▶ [Exercise details]: Every line from the line containing "of the blue" through the final line of the data is to be printed exactly; no other line is to appear.

▶ [Data provided]:
===

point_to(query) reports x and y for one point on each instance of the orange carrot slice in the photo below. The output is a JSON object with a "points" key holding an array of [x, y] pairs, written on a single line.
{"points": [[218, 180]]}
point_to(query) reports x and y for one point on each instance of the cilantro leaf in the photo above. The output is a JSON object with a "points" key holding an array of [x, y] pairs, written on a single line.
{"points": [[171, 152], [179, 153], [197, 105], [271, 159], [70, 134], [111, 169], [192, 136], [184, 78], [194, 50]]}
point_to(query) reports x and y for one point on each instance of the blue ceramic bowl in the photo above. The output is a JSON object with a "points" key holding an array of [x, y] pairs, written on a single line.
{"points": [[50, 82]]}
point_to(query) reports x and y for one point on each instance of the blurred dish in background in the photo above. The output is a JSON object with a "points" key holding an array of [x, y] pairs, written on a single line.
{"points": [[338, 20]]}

===

▶ [Answer]:
point_to(query) reports x and y for one point on each instance of the blue ceramic bowl in the photo above. The output is a JSON object with a "points" key holding an array of [x, y] pairs, written on a single line.
{"points": [[50, 82]]}
point_to(query) reports x and y for one point on each instance of the blurred dish in background in the photo above. The output is a JSON object with a "points" key holding an array of [x, y] pairs, written on a single line.
{"points": [[338, 20]]}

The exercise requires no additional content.